What is being asked:
Print, exactly as given, each line of the data from the line containing "Every instance of the window frame" up to and including its last line.

Point labeling dataset excerpts:
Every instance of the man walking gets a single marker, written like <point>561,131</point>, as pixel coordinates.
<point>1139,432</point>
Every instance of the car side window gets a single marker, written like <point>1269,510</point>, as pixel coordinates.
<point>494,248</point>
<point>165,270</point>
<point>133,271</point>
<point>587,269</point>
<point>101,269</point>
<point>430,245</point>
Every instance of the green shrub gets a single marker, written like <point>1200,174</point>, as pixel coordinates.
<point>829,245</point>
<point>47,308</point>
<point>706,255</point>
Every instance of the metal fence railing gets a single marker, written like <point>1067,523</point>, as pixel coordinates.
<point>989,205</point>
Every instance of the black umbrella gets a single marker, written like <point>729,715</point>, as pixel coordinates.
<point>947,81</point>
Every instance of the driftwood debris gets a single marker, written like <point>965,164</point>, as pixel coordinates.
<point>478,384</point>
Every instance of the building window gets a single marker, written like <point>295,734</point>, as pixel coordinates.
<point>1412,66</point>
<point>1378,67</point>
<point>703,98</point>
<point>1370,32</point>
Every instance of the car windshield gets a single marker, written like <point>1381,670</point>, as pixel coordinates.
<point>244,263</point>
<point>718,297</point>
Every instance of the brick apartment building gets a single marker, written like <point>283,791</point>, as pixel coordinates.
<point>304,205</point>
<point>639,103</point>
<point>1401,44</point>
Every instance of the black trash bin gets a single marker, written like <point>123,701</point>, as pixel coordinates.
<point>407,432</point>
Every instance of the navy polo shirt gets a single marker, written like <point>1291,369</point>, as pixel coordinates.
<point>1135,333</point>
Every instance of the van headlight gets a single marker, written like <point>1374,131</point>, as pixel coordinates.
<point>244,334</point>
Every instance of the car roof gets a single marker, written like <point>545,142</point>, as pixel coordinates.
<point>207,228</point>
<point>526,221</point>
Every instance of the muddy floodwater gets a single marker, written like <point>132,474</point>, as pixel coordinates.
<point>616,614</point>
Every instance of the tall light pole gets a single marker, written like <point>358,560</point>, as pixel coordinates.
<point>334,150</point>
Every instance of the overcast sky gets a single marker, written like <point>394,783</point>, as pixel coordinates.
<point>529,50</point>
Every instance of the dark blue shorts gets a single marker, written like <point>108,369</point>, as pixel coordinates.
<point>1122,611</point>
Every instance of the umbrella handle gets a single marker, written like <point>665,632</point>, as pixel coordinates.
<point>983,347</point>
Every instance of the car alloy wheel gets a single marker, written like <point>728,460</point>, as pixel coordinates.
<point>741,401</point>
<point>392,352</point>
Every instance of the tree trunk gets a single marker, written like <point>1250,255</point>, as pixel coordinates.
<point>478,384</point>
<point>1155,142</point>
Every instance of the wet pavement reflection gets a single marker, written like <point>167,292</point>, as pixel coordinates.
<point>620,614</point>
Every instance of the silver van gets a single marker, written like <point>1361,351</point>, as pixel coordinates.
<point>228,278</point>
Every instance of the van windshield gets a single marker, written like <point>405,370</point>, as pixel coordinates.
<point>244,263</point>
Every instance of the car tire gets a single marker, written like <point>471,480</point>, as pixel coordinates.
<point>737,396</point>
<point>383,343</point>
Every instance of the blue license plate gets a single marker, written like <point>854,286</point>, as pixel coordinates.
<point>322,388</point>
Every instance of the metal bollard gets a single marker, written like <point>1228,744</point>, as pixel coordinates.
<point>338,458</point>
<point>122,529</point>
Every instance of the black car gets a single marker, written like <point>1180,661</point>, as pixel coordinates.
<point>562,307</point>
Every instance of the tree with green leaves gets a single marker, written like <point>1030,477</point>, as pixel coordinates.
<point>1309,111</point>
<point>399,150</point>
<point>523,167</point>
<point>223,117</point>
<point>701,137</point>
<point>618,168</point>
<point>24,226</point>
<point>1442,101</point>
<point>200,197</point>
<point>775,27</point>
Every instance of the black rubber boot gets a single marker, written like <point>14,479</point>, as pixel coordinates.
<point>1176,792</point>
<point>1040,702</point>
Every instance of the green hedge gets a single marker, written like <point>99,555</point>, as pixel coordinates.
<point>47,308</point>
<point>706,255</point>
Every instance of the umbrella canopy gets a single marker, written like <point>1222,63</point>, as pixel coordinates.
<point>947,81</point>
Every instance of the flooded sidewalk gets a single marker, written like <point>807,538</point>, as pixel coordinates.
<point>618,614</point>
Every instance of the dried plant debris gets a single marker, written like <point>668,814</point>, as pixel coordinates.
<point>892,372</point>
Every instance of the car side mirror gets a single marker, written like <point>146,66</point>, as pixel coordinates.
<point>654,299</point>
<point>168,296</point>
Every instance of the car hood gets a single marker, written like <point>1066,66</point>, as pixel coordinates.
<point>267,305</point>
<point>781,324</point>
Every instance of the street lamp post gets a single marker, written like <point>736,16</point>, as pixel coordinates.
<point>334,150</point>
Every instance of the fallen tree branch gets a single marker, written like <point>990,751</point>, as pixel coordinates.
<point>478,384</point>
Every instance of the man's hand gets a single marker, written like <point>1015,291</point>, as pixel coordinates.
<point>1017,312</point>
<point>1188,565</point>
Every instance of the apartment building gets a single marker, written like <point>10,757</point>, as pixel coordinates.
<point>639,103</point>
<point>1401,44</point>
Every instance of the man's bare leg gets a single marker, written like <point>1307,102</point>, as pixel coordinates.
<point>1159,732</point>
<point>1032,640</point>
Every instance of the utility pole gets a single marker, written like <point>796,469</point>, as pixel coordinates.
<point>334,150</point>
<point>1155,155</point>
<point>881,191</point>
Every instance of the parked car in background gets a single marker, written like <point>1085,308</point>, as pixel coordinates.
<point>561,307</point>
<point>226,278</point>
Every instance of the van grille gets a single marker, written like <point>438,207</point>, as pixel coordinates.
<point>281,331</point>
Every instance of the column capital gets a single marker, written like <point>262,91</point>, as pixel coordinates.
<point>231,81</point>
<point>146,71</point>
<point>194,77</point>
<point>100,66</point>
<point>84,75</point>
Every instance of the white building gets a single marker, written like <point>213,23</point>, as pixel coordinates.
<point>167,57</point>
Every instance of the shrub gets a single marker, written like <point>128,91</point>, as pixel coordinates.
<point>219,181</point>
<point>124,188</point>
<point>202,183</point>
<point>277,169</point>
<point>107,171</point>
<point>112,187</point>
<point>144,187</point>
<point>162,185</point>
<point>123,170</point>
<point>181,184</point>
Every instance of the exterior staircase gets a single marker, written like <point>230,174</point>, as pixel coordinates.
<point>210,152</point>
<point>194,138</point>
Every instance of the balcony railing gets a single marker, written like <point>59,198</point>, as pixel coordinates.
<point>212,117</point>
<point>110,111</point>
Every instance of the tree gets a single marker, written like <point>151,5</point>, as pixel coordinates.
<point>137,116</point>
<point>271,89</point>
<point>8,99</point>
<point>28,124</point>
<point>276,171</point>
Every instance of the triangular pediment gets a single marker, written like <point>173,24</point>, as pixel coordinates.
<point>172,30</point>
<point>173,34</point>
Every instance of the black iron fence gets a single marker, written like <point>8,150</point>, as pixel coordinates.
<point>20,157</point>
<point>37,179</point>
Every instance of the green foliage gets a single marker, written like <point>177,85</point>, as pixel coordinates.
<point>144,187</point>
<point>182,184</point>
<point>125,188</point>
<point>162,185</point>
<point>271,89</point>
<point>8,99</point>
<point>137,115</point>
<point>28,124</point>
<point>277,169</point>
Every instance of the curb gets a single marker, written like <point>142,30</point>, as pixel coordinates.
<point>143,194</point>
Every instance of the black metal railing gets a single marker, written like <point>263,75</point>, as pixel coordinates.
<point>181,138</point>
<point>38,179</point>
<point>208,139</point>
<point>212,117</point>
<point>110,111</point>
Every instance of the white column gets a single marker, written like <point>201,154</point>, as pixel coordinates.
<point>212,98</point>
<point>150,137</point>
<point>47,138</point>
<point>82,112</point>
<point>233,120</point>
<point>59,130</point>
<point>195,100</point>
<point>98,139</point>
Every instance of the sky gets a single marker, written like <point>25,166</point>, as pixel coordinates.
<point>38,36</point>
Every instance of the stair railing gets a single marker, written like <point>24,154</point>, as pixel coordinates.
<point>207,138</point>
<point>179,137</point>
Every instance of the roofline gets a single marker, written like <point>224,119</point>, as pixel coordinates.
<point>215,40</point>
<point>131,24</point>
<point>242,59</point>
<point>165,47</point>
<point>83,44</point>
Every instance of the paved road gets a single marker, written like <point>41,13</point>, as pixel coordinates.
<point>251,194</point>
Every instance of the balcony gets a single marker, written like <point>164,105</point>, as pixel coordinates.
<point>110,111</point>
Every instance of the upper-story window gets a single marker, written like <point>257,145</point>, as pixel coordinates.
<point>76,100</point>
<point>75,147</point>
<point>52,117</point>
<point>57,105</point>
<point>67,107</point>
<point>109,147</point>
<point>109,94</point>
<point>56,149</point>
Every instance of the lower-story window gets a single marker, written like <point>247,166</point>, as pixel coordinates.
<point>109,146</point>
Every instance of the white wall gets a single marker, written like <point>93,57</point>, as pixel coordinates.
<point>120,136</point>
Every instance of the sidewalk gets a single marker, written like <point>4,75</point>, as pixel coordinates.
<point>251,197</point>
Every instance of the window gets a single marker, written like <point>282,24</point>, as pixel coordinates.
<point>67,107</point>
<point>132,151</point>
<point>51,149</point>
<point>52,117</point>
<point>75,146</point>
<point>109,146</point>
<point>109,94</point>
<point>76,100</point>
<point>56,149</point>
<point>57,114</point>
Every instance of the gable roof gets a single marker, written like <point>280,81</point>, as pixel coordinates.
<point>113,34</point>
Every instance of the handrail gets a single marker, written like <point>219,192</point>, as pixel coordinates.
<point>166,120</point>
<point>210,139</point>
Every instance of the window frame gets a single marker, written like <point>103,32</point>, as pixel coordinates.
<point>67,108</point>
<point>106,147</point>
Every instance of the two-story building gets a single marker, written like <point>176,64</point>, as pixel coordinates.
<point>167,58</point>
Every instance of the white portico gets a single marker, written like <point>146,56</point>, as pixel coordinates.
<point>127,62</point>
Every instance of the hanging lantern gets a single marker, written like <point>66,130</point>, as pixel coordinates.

Output for this task:
Every instance of the window frame gets a single marker, written like <point>103,32</point>, as pixel coordinates.
<point>67,108</point>
<point>106,147</point>
Every instance of the two-story building gets a single marker, written like <point>176,64</point>, as pixel coordinates.
<point>167,58</point>
Every instance of the white portico gets a single marker, written like <point>146,56</point>, as pixel coordinates.
<point>127,62</point>
Every instance of the hanging lantern gets a single marker, written like <point>66,130</point>, as pixel coordinates.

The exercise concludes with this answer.